Copy the following data word for word.

** Begin **

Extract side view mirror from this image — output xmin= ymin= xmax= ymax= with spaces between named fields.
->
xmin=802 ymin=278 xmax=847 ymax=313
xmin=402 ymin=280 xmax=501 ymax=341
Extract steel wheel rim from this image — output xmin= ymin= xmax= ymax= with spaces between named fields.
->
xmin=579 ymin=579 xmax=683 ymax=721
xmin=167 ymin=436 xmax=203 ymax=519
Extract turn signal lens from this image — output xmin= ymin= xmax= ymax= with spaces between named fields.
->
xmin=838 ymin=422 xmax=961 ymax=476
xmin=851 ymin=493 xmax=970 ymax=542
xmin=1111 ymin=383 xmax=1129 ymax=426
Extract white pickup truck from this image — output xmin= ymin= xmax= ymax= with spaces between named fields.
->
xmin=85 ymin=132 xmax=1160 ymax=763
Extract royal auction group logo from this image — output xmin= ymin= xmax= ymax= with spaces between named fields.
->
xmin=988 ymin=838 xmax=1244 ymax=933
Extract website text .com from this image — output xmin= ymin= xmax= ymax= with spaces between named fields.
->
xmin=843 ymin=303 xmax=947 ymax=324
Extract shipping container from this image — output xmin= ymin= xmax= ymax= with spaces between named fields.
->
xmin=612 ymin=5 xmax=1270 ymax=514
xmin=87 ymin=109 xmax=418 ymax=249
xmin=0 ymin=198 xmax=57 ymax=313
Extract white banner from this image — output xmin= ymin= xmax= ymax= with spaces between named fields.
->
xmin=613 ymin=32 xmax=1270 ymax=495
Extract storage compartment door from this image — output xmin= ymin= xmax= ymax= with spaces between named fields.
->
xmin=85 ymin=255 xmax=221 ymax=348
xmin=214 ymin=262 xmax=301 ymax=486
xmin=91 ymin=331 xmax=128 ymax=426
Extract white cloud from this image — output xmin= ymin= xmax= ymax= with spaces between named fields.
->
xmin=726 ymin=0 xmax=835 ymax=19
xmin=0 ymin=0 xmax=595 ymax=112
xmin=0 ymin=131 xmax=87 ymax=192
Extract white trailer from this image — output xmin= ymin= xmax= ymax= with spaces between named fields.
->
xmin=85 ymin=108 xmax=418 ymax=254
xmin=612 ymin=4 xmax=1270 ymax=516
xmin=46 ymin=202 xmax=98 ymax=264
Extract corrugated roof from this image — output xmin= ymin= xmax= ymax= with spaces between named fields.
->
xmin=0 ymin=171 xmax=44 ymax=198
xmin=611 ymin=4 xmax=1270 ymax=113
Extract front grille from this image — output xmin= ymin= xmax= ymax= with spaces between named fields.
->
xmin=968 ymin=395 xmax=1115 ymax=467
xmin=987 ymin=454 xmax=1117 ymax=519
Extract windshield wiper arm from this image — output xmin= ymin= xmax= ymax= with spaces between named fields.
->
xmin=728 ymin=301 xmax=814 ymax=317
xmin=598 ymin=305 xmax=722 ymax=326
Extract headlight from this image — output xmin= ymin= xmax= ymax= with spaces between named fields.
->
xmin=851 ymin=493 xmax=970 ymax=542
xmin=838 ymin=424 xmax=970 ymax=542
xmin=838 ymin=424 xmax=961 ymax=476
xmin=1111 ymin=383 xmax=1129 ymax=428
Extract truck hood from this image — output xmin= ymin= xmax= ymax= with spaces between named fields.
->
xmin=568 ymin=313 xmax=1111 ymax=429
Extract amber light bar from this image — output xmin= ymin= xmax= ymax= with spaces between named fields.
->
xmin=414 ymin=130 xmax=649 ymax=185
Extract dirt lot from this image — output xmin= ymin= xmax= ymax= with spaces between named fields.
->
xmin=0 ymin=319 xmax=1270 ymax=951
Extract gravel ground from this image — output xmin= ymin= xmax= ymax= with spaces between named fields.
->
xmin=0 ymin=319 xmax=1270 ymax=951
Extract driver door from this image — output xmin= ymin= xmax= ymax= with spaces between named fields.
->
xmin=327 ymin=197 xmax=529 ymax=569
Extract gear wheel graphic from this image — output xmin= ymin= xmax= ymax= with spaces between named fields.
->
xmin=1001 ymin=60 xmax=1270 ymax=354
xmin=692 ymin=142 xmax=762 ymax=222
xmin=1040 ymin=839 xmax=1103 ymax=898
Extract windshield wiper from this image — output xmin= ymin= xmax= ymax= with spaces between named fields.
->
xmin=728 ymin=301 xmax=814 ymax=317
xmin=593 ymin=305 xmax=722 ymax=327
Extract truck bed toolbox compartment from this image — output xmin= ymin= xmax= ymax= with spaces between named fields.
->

** End **

*Completed task*.
Extract side view mirror from this image — output xmin= ymin= xmax= ymax= with spaces between named fields.
->
xmin=802 ymin=278 xmax=847 ymax=313
xmin=402 ymin=280 xmax=501 ymax=341
Extract steel wheel rim from this image — output xmin= ymin= xmax= ymax= with spaces between named fields.
->
xmin=579 ymin=579 xmax=683 ymax=721
xmin=167 ymin=436 xmax=203 ymax=519
Extract turn signal lens from this image — output xmin= ymin= xmax= ymax= with spaces between named fields.
->
xmin=838 ymin=422 xmax=961 ymax=476
xmin=851 ymin=493 xmax=970 ymax=542
xmin=1111 ymin=383 xmax=1129 ymax=426
Extract white pickup truck from this image — output xmin= ymin= xmax= ymax= with spaces between named fields.
->
xmin=85 ymin=132 xmax=1160 ymax=763
Extract royal auction group logo from this image — output xmin= ymin= xmax= ymax= with spaces between named fields.
->
xmin=988 ymin=838 xmax=1244 ymax=933
Extract website text .com from this image — output xmin= ymin= xmax= ymax= with spaces between named fields.
->
xmin=843 ymin=303 xmax=947 ymax=324
Extract shipping container from this image — output xmin= ymin= xmax= ymax= with spaces between named fields.
->
xmin=612 ymin=5 xmax=1270 ymax=514
xmin=87 ymin=109 xmax=418 ymax=249
xmin=0 ymin=198 xmax=57 ymax=313
Extract white banner from this image — output xmin= ymin= xmax= ymax= with spaces between named fields.
->
xmin=613 ymin=32 xmax=1270 ymax=495
Extract storage compartment door from this image — output xmin= ymin= xmax= ymax= with spaces between named fields.
->
xmin=85 ymin=255 xmax=221 ymax=348
xmin=214 ymin=262 xmax=301 ymax=486
xmin=91 ymin=331 xmax=128 ymax=426
Extract white cloud from this image — output xmin= ymin= xmax= ymax= with spaces between named fields.
->
xmin=726 ymin=0 xmax=835 ymax=19
xmin=0 ymin=0 xmax=595 ymax=112
xmin=0 ymin=131 xmax=87 ymax=192
Extract white trailer from this image — output xmin= ymin= xmax= ymax= with spaces between named fields.
->
xmin=85 ymin=108 xmax=418 ymax=254
xmin=612 ymin=4 xmax=1270 ymax=516
xmin=46 ymin=202 xmax=98 ymax=264
Extract corrugated roof from this image — output xmin= ymin= xmax= ymax= with spaces between named fields.
->
xmin=0 ymin=171 xmax=44 ymax=198
xmin=611 ymin=4 xmax=1270 ymax=113
Extract front grille from this image — output xmin= ymin= xmax= ymax= with spaces between named fields.
->
xmin=968 ymin=395 xmax=1115 ymax=467
xmin=987 ymin=454 xmax=1117 ymax=519
Extract windshield wiper arm from this image — output xmin= ymin= xmax= ymax= with spaces between named fields.
->
xmin=728 ymin=301 xmax=814 ymax=317
xmin=598 ymin=305 xmax=722 ymax=326
Extract headlight from this image — output xmin= ymin= xmax= ymax= with spaces between named fields.
->
xmin=851 ymin=493 xmax=970 ymax=542
xmin=838 ymin=424 xmax=970 ymax=542
xmin=838 ymin=424 xmax=961 ymax=476
xmin=1111 ymin=383 xmax=1129 ymax=428
Extract truck hood from this image — output xmin= ymin= xmax= ymax= with spaces between named fields.
->
xmin=568 ymin=313 xmax=1111 ymax=429
Extract amber light bar from this image — output xmin= ymin= xmax= ymax= with spaces between named fields.
->
xmin=414 ymin=130 xmax=649 ymax=185
Extract dirt lot from this image — output xmin= ymin= xmax= ymax= with spaces between named fields.
->
xmin=0 ymin=319 xmax=1270 ymax=951
Extract gravel ground from this image — output xmin= ymin= xmax= ymax= with spaces between named fields.
->
xmin=0 ymin=319 xmax=1270 ymax=951
Extract driver door from this image — output xmin= ymin= xmax= ymax= with spaces between named fields.
->
xmin=327 ymin=197 xmax=529 ymax=569
Extract gear wheel graphic from this image — output xmin= ymin= xmax= ymax= with spaces between named fields.
->
xmin=1001 ymin=60 xmax=1270 ymax=354
xmin=692 ymin=142 xmax=762 ymax=222
xmin=1040 ymin=839 xmax=1103 ymax=898
Extract windshield wiper from this image — output xmin= ymin= xmax= ymax= with spaces between named fields.
->
xmin=728 ymin=301 xmax=814 ymax=317
xmin=593 ymin=305 xmax=722 ymax=327
Extract truck bed toolbox compartment from this image — output xmin= ymin= xmax= ymax= with spaces between named fields.
->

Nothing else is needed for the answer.